Dataset excerpt
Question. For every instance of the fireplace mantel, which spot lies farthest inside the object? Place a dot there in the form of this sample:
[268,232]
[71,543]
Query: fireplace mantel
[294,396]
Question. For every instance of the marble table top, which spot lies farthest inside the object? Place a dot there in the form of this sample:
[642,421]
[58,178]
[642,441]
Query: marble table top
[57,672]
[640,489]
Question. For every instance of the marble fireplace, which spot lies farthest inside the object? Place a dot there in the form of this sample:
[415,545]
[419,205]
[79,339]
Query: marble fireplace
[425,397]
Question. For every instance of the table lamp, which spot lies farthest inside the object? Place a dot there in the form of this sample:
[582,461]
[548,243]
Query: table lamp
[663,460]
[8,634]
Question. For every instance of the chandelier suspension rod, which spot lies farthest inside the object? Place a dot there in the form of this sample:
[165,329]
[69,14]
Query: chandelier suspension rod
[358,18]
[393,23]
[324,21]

_To be done_.
Extract the items from the line with "Question. For every instance of the table" through the end of the items and copy them unchanged.

_Problem solution_.
Question. For every instance of the table lamp, which spot lies farthest inside the object? Place a dot there in the form of this sample:
[582,461]
[548,243]
Query: table lamp
[663,460]
[8,634]
Question. For every instance of the chandelier suspension rod, which spot lies farthest inside the object? Place a dot there in the form of this sample:
[165,329]
[69,14]
Query: chandelier suspension rod
[358,18]
[393,23]
[324,21]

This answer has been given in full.